+++ SUPPLIED INFORMATION

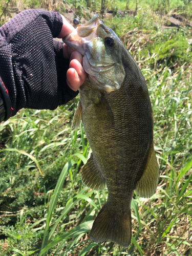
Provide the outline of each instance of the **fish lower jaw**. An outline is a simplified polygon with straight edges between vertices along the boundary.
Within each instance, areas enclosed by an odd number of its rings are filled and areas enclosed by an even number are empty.
[[[98,90],[105,91],[106,92],[111,92],[118,90],[120,88],[120,86],[118,84],[115,84],[115,86],[109,86],[105,83],[103,83],[98,81],[96,77],[91,75],[89,75],[89,78],[90,81],[92,81],[92,84],[95,87],[97,87]]]

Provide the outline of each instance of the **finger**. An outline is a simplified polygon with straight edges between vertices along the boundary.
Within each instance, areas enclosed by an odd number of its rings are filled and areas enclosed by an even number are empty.
[[[79,61],[79,62],[81,64],[82,66],[82,55],[79,53],[79,52],[77,52],[77,51],[73,51],[70,56],[70,58],[69,59],[70,62],[72,60],[72,59],[76,59]]]
[[[67,83],[69,87],[76,92],[86,80],[87,74],[80,63],[77,59],[72,59],[70,68],[67,72]]]
[[[69,59],[72,52],[74,51],[75,50],[72,49],[65,44],[62,46],[62,53],[65,59]]]
[[[63,24],[61,32],[58,36],[58,38],[62,38],[75,30],[74,27],[67,21],[66,19],[62,15],[61,17]]]

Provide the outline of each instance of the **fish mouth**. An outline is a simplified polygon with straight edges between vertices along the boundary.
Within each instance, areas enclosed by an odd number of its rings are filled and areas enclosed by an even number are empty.
[[[121,87],[124,72],[113,57],[113,52],[105,44],[105,38],[113,36],[112,31],[94,14],[91,19],[62,38],[63,41],[83,56],[82,66],[93,86],[111,92]],[[120,78],[116,75],[123,73]]]
[[[62,41],[74,50],[84,55],[86,46],[97,37],[97,30],[102,24],[97,14],[94,14],[89,22],[77,27],[76,30],[62,38]]]

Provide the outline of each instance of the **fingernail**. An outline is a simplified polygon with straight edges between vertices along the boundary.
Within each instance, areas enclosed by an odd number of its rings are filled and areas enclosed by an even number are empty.
[[[77,74],[77,72],[76,70],[74,70],[74,75],[76,78],[78,78],[79,77],[79,75]]]

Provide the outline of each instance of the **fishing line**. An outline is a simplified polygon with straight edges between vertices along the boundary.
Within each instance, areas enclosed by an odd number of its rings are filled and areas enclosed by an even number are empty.
[[[69,6],[69,5],[68,5],[68,4],[67,3],[67,2],[65,1],[65,0],[63,0],[63,1],[65,2],[65,3],[66,4],[66,5],[70,8],[70,9],[72,11],[72,12],[73,12],[73,13],[75,14],[75,15],[77,17],[77,18],[74,18],[73,19],[73,24],[75,25],[77,25],[78,24],[79,24],[79,19],[80,19],[80,18],[81,17],[81,16],[80,17],[78,17],[76,13],[75,13],[75,12],[73,11],[73,10],[71,9],[71,8]]]

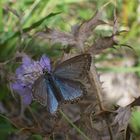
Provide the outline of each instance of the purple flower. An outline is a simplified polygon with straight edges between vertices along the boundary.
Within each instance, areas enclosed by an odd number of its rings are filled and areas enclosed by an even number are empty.
[[[27,55],[22,58],[22,65],[16,69],[16,81],[11,84],[25,105],[32,101],[32,85],[44,71],[50,72],[50,59],[43,55],[39,61],[34,61]]]

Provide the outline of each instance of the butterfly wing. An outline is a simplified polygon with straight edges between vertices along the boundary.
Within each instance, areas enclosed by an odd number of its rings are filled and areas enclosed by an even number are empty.
[[[70,58],[58,66],[53,71],[54,75],[64,79],[79,80],[81,76],[87,74],[91,65],[90,54],[82,54]]]
[[[57,111],[58,101],[55,98],[54,90],[51,83],[40,76],[33,84],[32,94],[34,100],[38,101],[43,106],[47,106],[49,113],[53,114]]]
[[[86,94],[84,86],[78,81],[55,78],[55,84],[59,87],[62,101],[73,101]]]

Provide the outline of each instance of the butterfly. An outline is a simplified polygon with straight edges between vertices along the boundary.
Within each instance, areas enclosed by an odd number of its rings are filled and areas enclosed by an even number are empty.
[[[90,54],[82,54],[58,64],[51,72],[45,71],[33,84],[34,100],[54,114],[61,103],[79,99],[87,92],[81,78],[87,77],[90,65]]]

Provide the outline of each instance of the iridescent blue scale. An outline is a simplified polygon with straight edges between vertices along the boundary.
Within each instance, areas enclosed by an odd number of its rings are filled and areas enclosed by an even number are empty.
[[[91,56],[83,54],[68,59],[48,73],[44,72],[33,84],[33,97],[54,114],[60,103],[74,101],[87,91],[82,79],[87,78]]]

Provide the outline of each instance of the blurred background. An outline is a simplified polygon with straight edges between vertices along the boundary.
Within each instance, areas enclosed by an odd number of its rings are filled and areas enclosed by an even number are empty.
[[[45,52],[51,59],[57,59],[63,47],[35,38],[34,33],[46,26],[70,32],[73,25],[90,19],[107,2],[109,0],[0,1],[0,112],[3,109],[1,101],[6,102],[11,94],[8,73],[14,72],[18,65],[10,63],[3,67],[3,64],[7,64],[18,51],[24,51],[33,58],[38,58]],[[117,38],[119,44],[131,47],[118,45],[115,46],[116,49],[109,48],[96,56],[96,65],[101,74],[101,81],[104,82],[103,96],[107,102],[126,106],[140,96],[140,0],[112,1],[105,8],[101,19],[113,23],[115,7],[118,30],[128,31]],[[28,34],[20,36],[23,31]],[[112,32],[113,28],[110,26],[100,26],[96,29],[95,40],[101,36],[109,36]],[[132,116],[132,129],[140,135],[138,109],[134,110]],[[0,137],[5,139],[13,131],[15,129],[9,121],[0,117]],[[34,137],[41,139],[39,135]]]

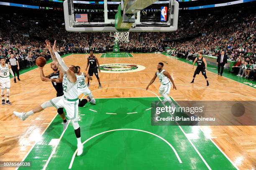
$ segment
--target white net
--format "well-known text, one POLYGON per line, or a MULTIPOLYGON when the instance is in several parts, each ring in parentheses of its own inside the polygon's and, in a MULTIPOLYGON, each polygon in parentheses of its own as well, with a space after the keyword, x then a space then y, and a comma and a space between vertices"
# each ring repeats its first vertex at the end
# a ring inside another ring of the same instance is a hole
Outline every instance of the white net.
POLYGON ((115 33, 115 42, 118 43, 128 43, 129 32, 116 32, 115 33))

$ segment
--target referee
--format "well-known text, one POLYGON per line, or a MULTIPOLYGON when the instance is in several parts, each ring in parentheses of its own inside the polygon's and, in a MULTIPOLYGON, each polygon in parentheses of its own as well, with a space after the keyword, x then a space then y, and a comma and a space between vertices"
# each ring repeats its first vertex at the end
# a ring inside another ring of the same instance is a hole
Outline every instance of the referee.
POLYGON ((11 54, 10 55, 10 58, 8 61, 8 63, 10 65, 12 68, 12 70, 13 72, 13 74, 14 74, 14 83, 16 83, 15 73, 17 73, 17 76, 18 77, 18 80, 20 81, 20 73, 19 72, 19 70, 20 69, 19 62, 16 58, 14 57, 13 54, 11 54))

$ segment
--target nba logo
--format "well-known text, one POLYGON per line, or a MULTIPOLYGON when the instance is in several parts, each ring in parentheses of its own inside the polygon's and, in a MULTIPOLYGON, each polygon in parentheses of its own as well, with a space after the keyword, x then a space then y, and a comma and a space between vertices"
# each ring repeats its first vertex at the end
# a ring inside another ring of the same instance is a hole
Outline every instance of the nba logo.
POLYGON ((167 7, 161 7, 161 21, 166 21, 167 17, 167 7))

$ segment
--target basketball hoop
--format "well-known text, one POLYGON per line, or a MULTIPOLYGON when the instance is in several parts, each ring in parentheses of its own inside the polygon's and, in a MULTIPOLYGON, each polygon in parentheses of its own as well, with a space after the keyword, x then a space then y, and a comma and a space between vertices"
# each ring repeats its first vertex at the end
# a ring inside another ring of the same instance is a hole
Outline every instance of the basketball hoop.
POLYGON ((129 41, 129 32, 116 32, 114 35, 115 42, 128 43, 129 41))

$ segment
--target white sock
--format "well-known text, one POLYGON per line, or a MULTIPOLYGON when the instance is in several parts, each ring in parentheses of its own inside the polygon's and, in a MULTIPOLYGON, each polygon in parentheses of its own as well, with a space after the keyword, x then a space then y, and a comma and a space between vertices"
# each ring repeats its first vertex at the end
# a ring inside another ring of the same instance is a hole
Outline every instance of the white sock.
POLYGON ((25 114, 25 116, 26 116, 26 117, 28 117, 29 116, 30 116, 32 114, 34 114, 34 112, 33 112, 33 111, 32 111, 32 110, 31 110, 30 111, 29 111, 29 112, 26 112, 26 113, 25 114))
POLYGON ((81 137, 77 138, 77 145, 82 144, 82 142, 81 142, 81 137))

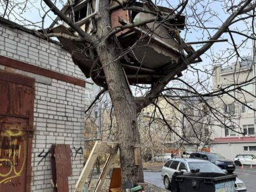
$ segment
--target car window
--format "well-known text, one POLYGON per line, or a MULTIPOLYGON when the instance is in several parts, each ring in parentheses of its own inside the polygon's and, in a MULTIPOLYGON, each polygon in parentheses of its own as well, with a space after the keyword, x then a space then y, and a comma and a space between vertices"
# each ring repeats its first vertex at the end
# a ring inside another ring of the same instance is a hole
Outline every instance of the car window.
POLYGON ((204 162, 189 162, 188 163, 190 171, 192 170, 199 169, 199 172, 214 172, 223 173, 224 172, 215 164, 209 161, 204 162))
POLYGON ((202 158, 208 159, 208 157, 206 155, 202 154, 202 158))
POLYGON ((207 154, 211 159, 225 159, 223 156, 219 154, 207 154))
POLYGON ((172 162, 172 163, 171 164, 171 166, 170 166, 170 168, 174 169, 174 170, 177 170, 179 163, 179 161, 173 161, 172 162))
POLYGON ((182 163, 182 162, 180 162, 180 166, 179 166, 179 170, 180 171, 180 170, 186 170, 187 168, 186 168, 185 164, 184 164, 184 163, 182 163))
POLYGON ((166 167, 169 167, 171 163, 172 163, 172 160, 167 161, 167 162, 165 163, 165 164, 164 164, 164 166, 166 166, 166 167))
POLYGON ((195 154, 191 154, 190 156, 189 156, 189 157, 190 157, 190 158, 194 158, 195 154))
POLYGON ((253 157, 252 157, 252 156, 247 155, 247 156, 244 156, 244 158, 245 159, 252 159, 253 157))
POLYGON ((195 157, 201 158, 201 154, 195 154, 195 157))

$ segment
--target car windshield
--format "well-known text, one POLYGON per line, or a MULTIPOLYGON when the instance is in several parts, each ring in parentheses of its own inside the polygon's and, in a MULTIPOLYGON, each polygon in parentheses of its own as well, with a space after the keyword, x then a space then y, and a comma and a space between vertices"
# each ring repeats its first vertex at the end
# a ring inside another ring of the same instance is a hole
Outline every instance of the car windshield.
POLYGON ((207 156, 210 159, 225 159, 223 156, 221 155, 220 155, 218 154, 207 154, 207 156))
POLYGON ((205 172, 214 172, 223 173, 223 171, 221 170, 218 166, 213 164, 212 163, 205 161, 205 162, 189 162, 188 163, 190 170, 199 169, 199 172, 201 173, 205 172))

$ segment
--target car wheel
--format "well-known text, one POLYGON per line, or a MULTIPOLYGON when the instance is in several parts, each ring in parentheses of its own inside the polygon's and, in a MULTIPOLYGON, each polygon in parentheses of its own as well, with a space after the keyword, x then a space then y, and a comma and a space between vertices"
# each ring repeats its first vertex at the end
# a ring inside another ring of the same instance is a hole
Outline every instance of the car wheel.
POLYGON ((170 189, 170 180, 169 178, 168 178, 167 176, 164 177, 164 188, 166 189, 170 189))
POLYGON ((234 163, 235 163, 236 166, 241 166, 241 164, 239 161, 235 161, 234 163))
POLYGON ((233 173, 234 170, 227 170, 227 172, 228 172, 228 173, 233 173))

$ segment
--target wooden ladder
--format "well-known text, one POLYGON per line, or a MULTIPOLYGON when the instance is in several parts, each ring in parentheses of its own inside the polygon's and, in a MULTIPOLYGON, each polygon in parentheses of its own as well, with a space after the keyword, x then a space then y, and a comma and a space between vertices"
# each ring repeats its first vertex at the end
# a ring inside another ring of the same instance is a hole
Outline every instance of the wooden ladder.
POLYGON ((93 166, 97 157, 99 154, 109 154, 109 156, 106 161, 102 172, 96 184, 94 192, 100 191, 101 187, 104 183, 108 172, 109 170, 111 164, 113 164, 115 157, 116 155, 118 148, 118 143, 113 142, 96 141, 93 148, 90 154, 89 157, 84 166, 82 173, 77 180, 75 186, 74 192, 83 191, 84 184, 87 182, 87 179, 90 172, 93 166))

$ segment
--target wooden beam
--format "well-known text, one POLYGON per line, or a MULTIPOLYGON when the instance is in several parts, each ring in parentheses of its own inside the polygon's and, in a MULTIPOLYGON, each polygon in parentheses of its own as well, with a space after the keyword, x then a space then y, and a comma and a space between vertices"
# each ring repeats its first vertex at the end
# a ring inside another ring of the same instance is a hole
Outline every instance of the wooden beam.
POLYGON ((118 147, 118 143, 113 142, 105 142, 105 141, 96 141, 94 144, 93 148, 90 154, 89 157, 87 159, 86 163, 84 166, 82 173, 78 179, 78 181, 75 186, 75 190, 74 192, 80 192, 82 191, 85 183, 87 182, 87 178, 89 173, 93 166, 94 163, 97 159, 97 156, 99 154, 110 154, 109 158, 105 164, 103 169, 102 175, 99 178, 97 182, 97 189, 100 189, 101 186, 103 184, 103 181, 106 178, 106 172, 109 170, 111 164, 113 163, 115 156, 117 152, 118 147), (102 175, 103 174, 103 175, 102 175))

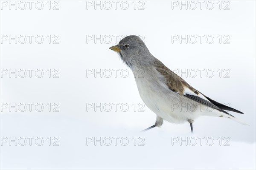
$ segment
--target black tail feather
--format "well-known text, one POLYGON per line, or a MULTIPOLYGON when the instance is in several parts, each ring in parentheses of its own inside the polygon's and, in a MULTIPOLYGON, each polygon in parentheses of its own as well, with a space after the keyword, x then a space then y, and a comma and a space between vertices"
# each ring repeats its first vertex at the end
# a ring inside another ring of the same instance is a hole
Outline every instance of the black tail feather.
POLYGON ((241 113, 241 114, 244 114, 244 113, 236 109, 235 109, 234 108, 230 108, 230 107, 226 106, 226 105, 224 105, 221 103, 219 103, 218 102, 217 102, 215 100, 212 100, 211 98, 207 97, 207 96, 204 96, 207 99, 208 99, 210 102, 211 102, 213 104, 214 104, 214 105, 216 105, 216 106, 218 107, 221 109, 225 110, 226 110, 231 111, 233 111, 234 112, 236 112, 236 113, 241 113))

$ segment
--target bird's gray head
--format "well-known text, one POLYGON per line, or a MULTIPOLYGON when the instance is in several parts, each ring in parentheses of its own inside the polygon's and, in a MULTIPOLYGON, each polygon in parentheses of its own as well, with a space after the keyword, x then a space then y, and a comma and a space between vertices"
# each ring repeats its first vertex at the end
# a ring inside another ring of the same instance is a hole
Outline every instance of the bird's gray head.
POLYGON ((123 62, 131 68, 146 64, 153 56, 143 42, 136 35, 126 37, 109 49, 118 53, 123 62))

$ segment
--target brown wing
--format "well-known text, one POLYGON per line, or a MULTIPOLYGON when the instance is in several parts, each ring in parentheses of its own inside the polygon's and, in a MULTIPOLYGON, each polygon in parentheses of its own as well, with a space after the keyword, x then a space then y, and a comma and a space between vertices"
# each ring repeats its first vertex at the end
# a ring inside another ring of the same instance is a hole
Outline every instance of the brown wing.
POLYGON ((167 86, 172 91, 178 93, 192 100, 225 113, 232 116, 233 116, 222 109, 243 114, 240 111, 218 102, 202 94, 188 84, 181 77, 169 69, 160 61, 157 60, 154 64, 157 70, 165 76, 167 86), (185 90, 187 88, 191 91, 192 93, 186 93, 185 90))

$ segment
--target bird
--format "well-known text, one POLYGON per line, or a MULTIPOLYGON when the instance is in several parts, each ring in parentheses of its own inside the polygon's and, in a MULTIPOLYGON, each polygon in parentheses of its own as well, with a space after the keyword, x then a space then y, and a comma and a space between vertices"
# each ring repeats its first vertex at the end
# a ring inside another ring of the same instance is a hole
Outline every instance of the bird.
POLYGON ((140 97, 157 115, 155 124, 143 131, 161 127, 164 120, 175 124, 188 122, 193 133, 193 123, 201 116, 226 118, 247 125, 226 110, 242 112, 193 88, 152 55, 139 37, 127 36, 109 49, 117 52, 131 69, 140 97))

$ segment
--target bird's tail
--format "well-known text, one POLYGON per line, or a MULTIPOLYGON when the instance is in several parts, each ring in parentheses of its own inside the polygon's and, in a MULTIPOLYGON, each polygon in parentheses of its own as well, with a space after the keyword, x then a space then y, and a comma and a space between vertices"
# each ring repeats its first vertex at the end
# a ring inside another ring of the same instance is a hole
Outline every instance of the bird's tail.
POLYGON ((221 111, 220 111, 217 110, 215 111, 213 111, 212 112, 208 112, 207 113, 206 113, 206 114, 205 114, 204 115, 206 116, 227 118, 228 119, 231 119, 233 121, 236 122, 237 122, 239 123, 242 125, 248 125, 247 123, 244 122, 243 121, 241 121, 238 119, 236 119, 233 116, 227 113, 225 113, 224 112, 222 112, 221 111))

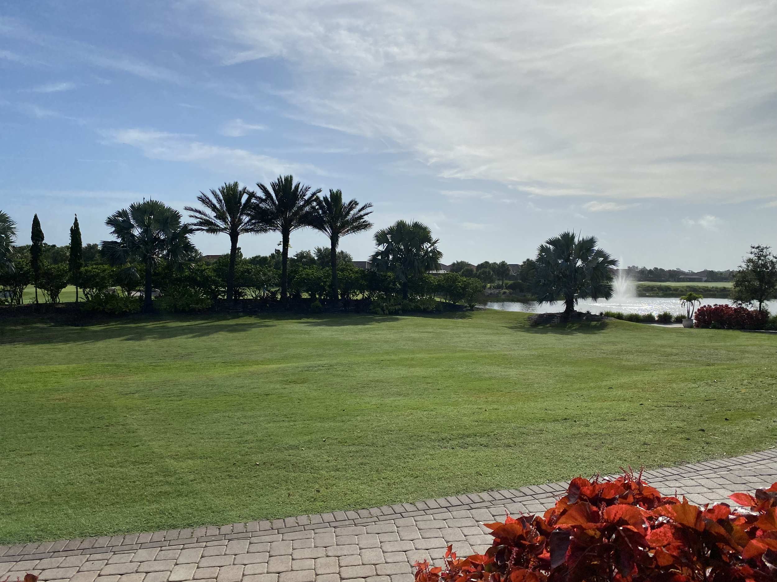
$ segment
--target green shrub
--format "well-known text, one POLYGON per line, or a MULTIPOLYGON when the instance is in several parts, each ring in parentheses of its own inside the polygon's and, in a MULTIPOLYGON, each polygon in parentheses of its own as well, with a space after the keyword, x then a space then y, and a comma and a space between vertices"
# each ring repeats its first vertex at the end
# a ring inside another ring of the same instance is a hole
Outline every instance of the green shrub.
POLYGON ((612 317, 612 319, 625 319, 625 316, 620 311, 603 311, 601 314, 605 317, 612 317))
POLYGON ((47 303, 58 303, 59 294, 68 286, 70 272, 67 265, 44 265, 38 280, 38 289, 44 292, 47 303))
POLYGON ((656 319, 658 320, 660 324, 671 324, 672 320, 674 319, 674 316, 669 311, 663 311, 658 314, 656 319))
POLYGON ((86 297, 91 301, 98 296, 105 295, 108 288, 113 286, 116 281, 116 269, 107 265, 87 265, 81 269, 78 284, 86 297))
POLYGON ((474 310, 478 297, 483 291, 483 283, 477 279, 468 279, 464 283, 464 302, 469 309, 474 310))
POLYGON ((0 272, 0 304, 21 305, 24 303, 24 289, 33 282, 33 269, 29 260, 17 256, 13 260, 13 266, 12 273, 0 272))
POLYGON ((162 311, 176 314, 204 311, 213 305, 210 297, 204 297, 187 287, 169 289, 155 303, 162 311))
POLYGON ((141 300, 137 297, 102 293, 94 295, 92 299, 81 303, 81 309, 86 313, 106 314, 107 315, 137 314, 140 313, 141 310, 141 300))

++++++

### TASK INSTRUCTIONS
Find each line above that contains the word "white" and copy those lines out. Match the case exactly.

### TASK SOLUTION
--target white net
Outline every instance of the white net.
--target white sock
Outline every instance of the white sock.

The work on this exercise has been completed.